> _Goal of the exercise_:
Only the final stretch of the data is wanted: reproduce the line containing "positive clicks: (633, 131)" and each line after it, exactly.

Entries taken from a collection
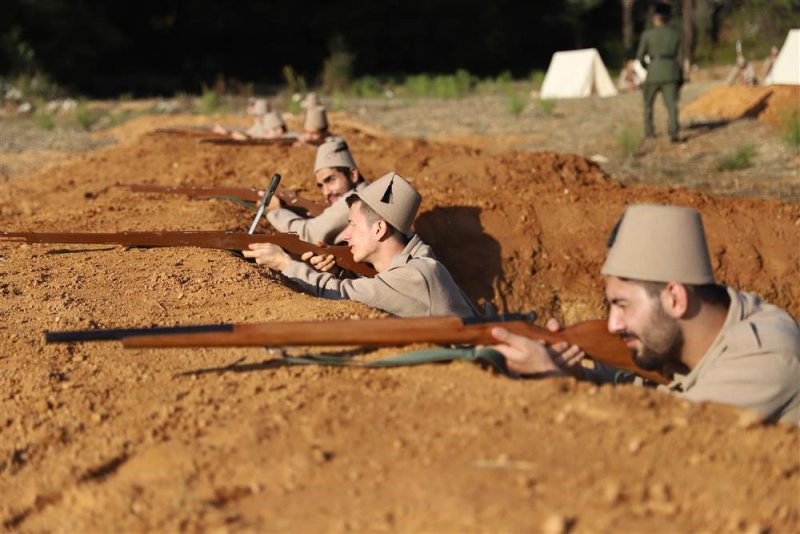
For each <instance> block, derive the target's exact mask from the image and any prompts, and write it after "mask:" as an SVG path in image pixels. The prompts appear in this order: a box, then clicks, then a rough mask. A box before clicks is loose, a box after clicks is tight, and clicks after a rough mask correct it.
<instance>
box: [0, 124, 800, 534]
mask: <svg viewBox="0 0 800 534" xmlns="http://www.w3.org/2000/svg"><path fill="white" fill-rule="evenodd" d="M167 120H169V122H171V123H172V124H187V123H188V121H189V119H183V118H180V117H178V118H172V119H158V120H153V119H141V120H139V121H135V122H134V123H132V124H130V125H127V126H124V127H123V130H122V131H121V132H119V135H120V137H122V138H125V142H123V143H121V144H119V145H117V146H113V147H111V148H107V149H103V150H101V151H97V152H93V153H89V154H86V155H82V156H77V157H75V158H72V159H71V160H69V161H67V162H64V163H62V164H59V165H57V166H53V167H50V168H49V169H46V170H44V171H43V172H41V173H39V174H37V175H35V176H28V177H19V178H13V179H11V180H9V181H8V182H7V184H4V186H3V188H2V190H0V220H2V228H3V229H14V230H23V229H27V230H34V229H35V230H40V231H45V230H59V231H62V230H63V231H66V230H75V231H78V230H83V231H121V230H155V229H186V230H189V229H197V230H200V229H203V230H222V229H226V230H232V229H238V230H244V229H246V227H247V226H248V223H249V221H250V218H251V213H250V212H247V211H245V210H243V209H242V208H240V207H238V206H236V205H234V204H231V203H227V202H225V201H219V200H210V201H190V200H187V199H183V198H180V197H164V196H157V195H135V194H132V193H130V192H128V191H126V190H124V189H122V188H118V187H114V186H115V185H116V184H122V183H131V182H152V183H162V184H178V183H197V184H225V185H248V186H250V185H263V184H265V183H266V180H267V179H268V178H269V176H271V175H272V173H273V172H280V173H281V174H282V175H283V177H284V180H283V184H284V186H286V187H299V188H302V189H305V190H307V192H308V194H309V195H312V196H313V195H314V191H312V188H313V187H312V184H311V173H310V169H311V166H312V164H313V157H314V152H313V151H312V150H309V149H304V148H285V147H284V148H281V147H230V146H208V145H206V144H201V143H199V142H198V141H197V140H195V139H187V138H178V137H174V136H165V135H149V134H143V135H139V132H145V131H149V130H152V129H154V128H155V127H157V126H164V125H165V123H166V121H167ZM126 132H127V136H126V135H125V133H126ZM134 132H135V133H134ZM341 133H343V134H345V135H346V137H347V138H348V140H349V142H350V144H351V147H352V149H353V151H354V154H355V157H356V160H357V161H358V162H359V164H360V166H361V167H362V169H363V171H364V172H365V174H366V175H367V176H368V177H370V178H376V177H378V176H380V175H382V174H383V173H385V172H387V171H390V170H396V171H398V172H399V173H401V174H402V175H404V176H407V177H409V178H411V179H412V180H413V181H414V183H415V185H416V186H417V187H418V188H419V190H420V191H421V192H422V194H423V197H424V200H423V205H422V208H421V211H420V216H419V218H418V220H417V224H416V226H417V230H418V232H419V233H420V234H421V235H422V236H423V237H424V238H425V240H426V241H428V242H429V243H431V244H432V245H433V246H434V248H435V250H436V251H437V254H438V255H439V256H440V258H441V259H442V260H443V261H444V262H445V264H446V265H447V266H448V267H449V268H450V270H451V271H452V272H453V274H454V277H455V278H456V280H457V281H458V282H459V283H460V284H461V285H462V286H463V287H464V289H465V290H466V292H467V293H468V294H469V296H470V297H471V298H473V299H474V300H476V301H478V300H481V299H488V300H491V301H493V302H494V303H495V304H496V305H497V306H498V308H499V309H500V310H501V311H519V310H526V311H527V310H534V311H537V312H538V313H539V314H540V316H541V317H549V316H551V315H556V316H558V317H560V318H561V319H563V320H564V321H566V322H568V323H571V322H574V321H577V320H582V319H589V318H598V317H602V316H603V315H604V304H603V295H602V280H601V279H600V277H599V274H598V273H599V268H600V265H601V262H602V260H603V257H604V246H605V245H604V244H605V240H606V237H607V234H608V232H609V230H610V228H611V227H612V226H613V224H614V222H615V221H616V219H617V217H618V216H619V214H620V213H621V212H622V210H623V209H624V206H625V205H626V204H629V203H633V202H659V203H673V204H680V205H686V206H692V207H695V208H697V209H699V210H701V211H702V213H703V217H704V221H705V226H706V231H707V233H708V237H709V244H710V249H711V253H712V257H713V261H714V268H715V273H716V275H717V277H718V279H719V280H720V281H721V282H724V283H728V284H731V285H733V286H737V287H741V288H746V289H749V290H752V291H755V292H757V293H759V294H761V295H762V296H763V297H764V298H766V299H767V300H769V301H771V302H774V303H776V304H779V305H781V306H784V307H786V308H787V309H788V310H789V311H790V312H791V313H792V314H793V315H794V316H795V317H798V316H800V276H798V274H800V246H799V245H800V206H798V205H793V204H783V203H780V202H778V201H764V200H757V199H725V198H718V197H714V196H710V195H707V194H705V193H701V192H697V191H688V190H685V189H680V188H674V189H672V188H648V187H623V186H621V185H619V184H618V183H616V182H615V181H613V180H611V179H610V178H609V177H608V176H607V175H606V174H605V173H603V172H602V170H601V169H600V168H599V167H598V166H596V165H595V164H593V163H591V162H589V161H587V160H586V159H584V158H582V157H579V156H571V155H564V154H556V153H549V152H544V153H522V152H498V151H492V152H486V151H482V150H480V149H477V148H473V147H467V146H462V145H457V144H454V143H447V144H443V143H436V142H427V141H421V140H415V139H398V138H391V137H388V136H385V135H382V134H381V133H380V132H379V131H373V130H369V129H365V128H361V129H358V128H357V127H356V126H355V125H351V126H350V127H342V128H341ZM0 293H2V295H3V299H2V302H0V319H2V320H1V321H0V324H2V326H0V328H2V336H0V391H2V398H0V402H1V403H2V410H1V411H2V416H1V417H0V436H1V437H2V439H0V489H2V496H3V498H2V503H1V504H0V513H1V514H2V521H3V526H4V529H5V530H12V531H16V530H19V531H44V530H48V531H49V530H55V531H87V530H89V531H107V530H111V529H114V530H121V529H122V530H150V531H152V530H200V529H203V530H208V529H211V528H214V529H220V530H237V531H238V530H244V531H263V530H276V531H298V530H303V531H318V530H335V531H347V530H351V531H353V530H354V531H365V530H369V531H377V530H380V531H423V530H424V531H434V530H435V531H465V530H466V531H477V530H481V531H486V530H491V531H499V530H502V531H521V530H536V531H552V532H566V531H567V530H572V531H577V532H589V531H643V530H648V531H664V532H666V531H675V530H680V531H698V530H704V531H710V532H718V531H753V532H755V531H765V530H772V531H775V532H783V531H790V530H793V529H794V528H796V526H797V524H798V522H799V521H800V505H799V504H798V502H799V501H798V496H799V495H798V491H800V458H798V450H800V449H799V447H800V431H798V429H797V428H795V427H792V426H788V425H777V426H773V427H762V426H760V425H758V424H756V423H755V421H754V420H753V418H752V417H750V416H749V414H747V413H743V412H739V411H738V410H735V409H733V408H727V407H721V406H713V405H696V404H690V403H688V402H684V401H680V400H678V399H675V398H671V397H667V396H664V395H663V394H660V393H657V392H654V391H650V390H643V389H636V388H633V387H618V388H611V387H601V388H597V387H594V386H591V385H588V384H578V383H575V382H573V381H571V380H566V379H565V380H542V381H512V380H508V379H506V378H504V377H501V376H495V375H493V374H492V373H491V372H490V371H488V370H485V369H482V368H480V367H478V366H472V365H468V364H450V365H438V366H423V367H419V368H404V369H395V370H375V371H370V370H364V369H351V368H344V369H328V368H294V367H286V366H283V365H282V364H281V362H280V361H279V360H277V359H276V356H275V355H271V354H268V353H265V352H264V351H262V350H255V349H249V350H234V349H199V350H166V351H155V350H151V351H146V350H131V351H125V350H123V349H121V348H120V347H119V346H118V345H116V344H113V343H111V344H99V343H88V344H82V345H75V346H61V345H43V343H42V340H41V332H42V331H43V330H46V329H50V330H52V329H72V328H86V327H92V326H106V327H108V326H146V325H151V324H187V323H200V322H237V321H273V320H298V319H330V318H348V317H373V316H377V315H378V313H377V312H375V310H371V309H369V308H367V307H365V306H362V305H359V304H356V303H342V302H328V301H321V300H317V299H313V298H311V297H308V296H305V295H302V294H300V293H298V292H296V291H295V290H294V289H293V288H292V287H291V286H290V285H287V284H286V283H285V281H284V280H282V279H281V277H280V276H277V275H273V274H270V273H268V272H265V270H263V269H260V268H258V267H257V266H255V265H253V264H250V263H246V262H244V261H242V260H240V259H238V258H236V257H234V256H232V255H230V254H228V253H224V252H221V251H208V250H196V249H165V250H157V249H146V250H140V249H133V250H124V249H122V248H117V247H96V246H91V247H90V246H84V247H81V246H73V247H63V246H39V245H35V246H19V245H13V244H2V245H0ZM291 352H293V353H303V352H304V350H303V349H293V350H292V351H291ZM391 352H393V351H386V350H385V351H381V353H382V354H383V353H386V354H389V353H391Z"/></svg>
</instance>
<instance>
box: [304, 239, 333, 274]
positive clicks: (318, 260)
mask: <svg viewBox="0 0 800 534" xmlns="http://www.w3.org/2000/svg"><path fill="white" fill-rule="evenodd" d="M322 245H323V243H322V241H317V246H318V247H321V246H322ZM300 259H301V260H303V261H306V262H308V263H309V264H310V265H311V266H312V267H313V268H314V269H316V270H318V271H322V272H323V273H327V272H331V271H332V270H333V268H334V267H336V260H335V258H334V257H333V254H319V255H315V254H314V253H313V252H311V251H308V252H304V253H303V255H302V256H300ZM337 269H338V267H337ZM332 274H334V275H338V274H339V273H338V272H337V271H334V272H332Z"/></svg>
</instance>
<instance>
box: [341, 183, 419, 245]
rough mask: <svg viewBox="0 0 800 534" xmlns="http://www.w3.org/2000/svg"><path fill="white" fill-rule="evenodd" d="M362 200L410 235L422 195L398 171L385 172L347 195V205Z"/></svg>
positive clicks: (408, 234)
mask: <svg viewBox="0 0 800 534" xmlns="http://www.w3.org/2000/svg"><path fill="white" fill-rule="evenodd" d="M358 200H360V201H362V202H363V203H364V204H366V205H367V206H369V207H370V208H372V209H373V210H374V211H375V213H377V214H378V215H380V216H381V218H382V219H384V220H385V221H386V222H388V223H389V224H390V225H392V227H394V228H395V229H397V230H398V231H399V232H400V233H402V234H404V235H406V236H410V235H411V234H412V232H411V225H412V224H413V223H414V218H415V217H416V216H417V210H418V209H419V205H420V203H421V202H422V196H421V195H420V194H419V192H418V191H417V190H416V189H414V186H413V185H411V184H410V183H409V181H408V180H406V179H405V178H403V177H402V176H400V175H399V174H397V173H394V172H390V173H388V174H384V175H383V176H381V177H380V178H378V179H377V180H375V181H374V182H372V183H371V184H369V185H368V186H367V187H365V188H364V189H362V190H361V191H359V192H358V193H352V194H350V195H349V196H348V197H347V205H348V206H351V205H352V204H353V203H354V202H356V201H358Z"/></svg>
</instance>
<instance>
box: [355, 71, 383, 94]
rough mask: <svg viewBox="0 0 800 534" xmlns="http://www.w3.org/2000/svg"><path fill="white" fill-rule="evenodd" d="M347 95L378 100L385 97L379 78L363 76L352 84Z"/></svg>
mask: <svg viewBox="0 0 800 534" xmlns="http://www.w3.org/2000/svg"><path fill="white" fill-rule="evenodd" d="M347 93H348V94H350V95H353V96H357V97H362V98H377V97H379V96H381V95H383V90H382V88H381V83H380V80H378V78H376V77H374V76H363V77H361V78H359V79H357V80H355V81H354V82H353V83H351V84H350V87H349V89H348V91H347Z"/></svg>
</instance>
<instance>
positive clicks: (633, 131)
mask: <svg viewBox="0 0 800 534" xmlns="http://www.w3.org/2000/svg"><path fill="white" fill-rule="evenodd" d="M641 144H642V132H641V131H640V130H639V128H632V127H630V126H623V127H622V128H620V129H619V130H618V131H617V145H618V146H619V151H620V152H621V153H622V155H623V156H624V157H625V158H632V157H633V155H634V154H635V153H636V150H637V149H638V148H639V146H640V145H641Z"/></svg>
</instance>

> _Answer section_:
positive clicks: (633, 131)
mask: <svg viewBox="0 0 800 534" xmlns="http://www.w3.org/2000/svg"><path fill="white" fill-rule="evenodd" d="M641 144H642V132H641V131H640V130H639V128H632V127H630V126H623V127H622V128H620V129H619V130H618V131H617V145H618V146H619V151H620V152H621V153H622V155H623V156H624V157H625V158H632V157H633V155H634V154H635V153H636V150H637V149H638V148H639V146H640V145H641Z"/></svg>
</instance>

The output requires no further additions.